Борис Пастернак, стр. 244

Кортомский стыдится своих последних крепостных. Они его беззаветно любят и подвергаются из-за него всяческим унижениям. Эта тема кроткой, безответной, униженной любви — самая пронзительная в пьесе, и лучшие сцены в ней — те, где появляются Гурий и Мавра: на станции и в трактире у Прохора.

«Он все имение по ветру размел, а их посылает по миру оброк выколачивать, побираться. Они по дряхлости из другого ремесла вышли. А сам в шапокляках щеголяет, галстух широким бантом»,— говорит Агафонов десятскому Шилину. «Он от нас отречется, когда увидит, думает, страм, что его люди родовые этакие оборванцы. Он у наспужливый, конфужливый. Я его мамка, Аполлон Венедиктыча выкормила, а Гурий-побирушка дядькой его на руках качал. Говорит, я его ушибла, стал он запыняться: «че-че-честь прежде всего». Вот мы за им крадемся утайкой, чтобы не увидал, доглядываем, чего бы с ним не случилось. Оберегаем. А он от нас откажется, чуть заметит. Скажет, не мои они души, не знаю, кто такие, в пе-пе-пе-рвый раз вижу».

Эти двое нищих, «доглядающих» за своим барином,— и есть настоящая Россия, и образ этот посильнее чеховского Фирса. В одном этом монологе Мавры больше живого христианского чувства, чем во всех последующих разговорах Агафонова о том, как он напишет драму «Благовещение». Писать ее он собирается в толстовском духе — с русскими реалиями, разговорным языком, как Пастернак написал свое «Поклонение волхвов» — «Рождественскую звезду».

«Успокойся, говорит, я, дескать, архангел, прямо к тебе с неба. Это дело такое житейское. И, кстати, чтобы не забыть, помни, что родишь ты Господа, Пречистая».

-*-*-

■ **Что сделать**:
#1 Пожалуйста, продублируйте из исходного текста всё от «Борис Пастернак, стр.» вниз до «трактире у Прохора.».
#2 Как называется драма, которую, согласно исходному тексту, собирается написать Агафонов?
Опирайтесь только на исходный текст.

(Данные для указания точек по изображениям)
-*-*-

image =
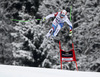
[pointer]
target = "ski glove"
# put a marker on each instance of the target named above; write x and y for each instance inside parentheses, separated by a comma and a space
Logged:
(70, 33)
(44, 19)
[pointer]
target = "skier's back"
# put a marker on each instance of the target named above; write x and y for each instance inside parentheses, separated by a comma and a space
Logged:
(58, 22)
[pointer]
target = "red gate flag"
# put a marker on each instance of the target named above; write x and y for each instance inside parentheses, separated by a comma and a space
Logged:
(67, 56)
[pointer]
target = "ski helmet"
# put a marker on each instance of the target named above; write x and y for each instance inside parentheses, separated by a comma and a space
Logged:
(63, 13)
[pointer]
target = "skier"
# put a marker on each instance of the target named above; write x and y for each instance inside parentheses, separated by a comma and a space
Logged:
(58, 22)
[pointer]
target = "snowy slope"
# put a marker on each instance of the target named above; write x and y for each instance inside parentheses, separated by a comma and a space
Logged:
(15, 71)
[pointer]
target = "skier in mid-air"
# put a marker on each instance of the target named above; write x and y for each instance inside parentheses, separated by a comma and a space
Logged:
(58, 22)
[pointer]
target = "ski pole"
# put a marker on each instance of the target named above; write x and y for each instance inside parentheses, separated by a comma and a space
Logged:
(22, 20)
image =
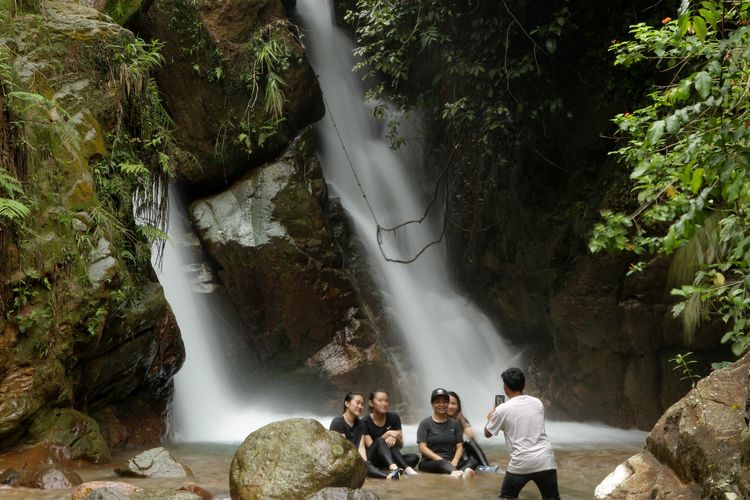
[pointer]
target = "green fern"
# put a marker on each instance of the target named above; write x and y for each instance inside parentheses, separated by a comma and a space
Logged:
(134, 169)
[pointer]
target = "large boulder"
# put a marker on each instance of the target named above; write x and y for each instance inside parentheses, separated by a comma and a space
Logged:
(50, 476)
(292, 459)
(91, 490)
(279, 262)
(700, 447)
(85, 325)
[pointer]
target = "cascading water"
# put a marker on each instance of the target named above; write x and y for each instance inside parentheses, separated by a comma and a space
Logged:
(451, 343)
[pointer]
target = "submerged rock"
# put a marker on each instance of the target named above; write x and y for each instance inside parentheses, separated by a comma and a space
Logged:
(343, 494)
(293, 458)
(700, 448)
(281, 266)
(50, 476)
(156, 462)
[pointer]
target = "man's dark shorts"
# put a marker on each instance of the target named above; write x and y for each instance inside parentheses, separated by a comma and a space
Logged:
(545, 480)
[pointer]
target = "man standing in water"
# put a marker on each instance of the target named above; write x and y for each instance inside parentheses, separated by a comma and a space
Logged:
(521, 419)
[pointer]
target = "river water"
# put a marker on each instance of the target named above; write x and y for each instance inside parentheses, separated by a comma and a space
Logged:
(212, 415)
(580, 469)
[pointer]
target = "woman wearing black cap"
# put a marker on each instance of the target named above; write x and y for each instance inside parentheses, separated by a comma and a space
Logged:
(385, 438)
(354, 430)
(471, 447)
(440, 441)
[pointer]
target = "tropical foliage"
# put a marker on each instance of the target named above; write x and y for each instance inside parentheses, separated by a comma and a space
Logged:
(689, 152)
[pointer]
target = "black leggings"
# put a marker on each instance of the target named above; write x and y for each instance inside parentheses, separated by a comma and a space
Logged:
(445, 467)
(472, 450)
(381, 455)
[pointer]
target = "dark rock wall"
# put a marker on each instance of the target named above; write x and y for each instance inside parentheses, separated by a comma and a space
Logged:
(597, 342)
(88, 343)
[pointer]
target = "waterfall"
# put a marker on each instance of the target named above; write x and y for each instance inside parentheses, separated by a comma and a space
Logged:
(450, 342)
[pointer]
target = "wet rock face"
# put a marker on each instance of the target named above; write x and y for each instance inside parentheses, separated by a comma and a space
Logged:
(50, 476)
(703, 441)
(281, 267)
(84, 329)
(212, 75)
(313, 457)
(156, 462)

-*-*-

■ **Ответы**:
#1
Борис Пастернак, стр. 244

Кортомский стыдится своих последних крепостных. Они его беззаветно любят и подвергаются из-за него всяческим унижениям. Эта тема кроткой, безответной, униженной любви — самая пронзительная в пьесе, и лучшие сцены в ней — те, где появляются Гурий и Мавра: на станции и в трактире у Прохора.

#2 «Благовещение».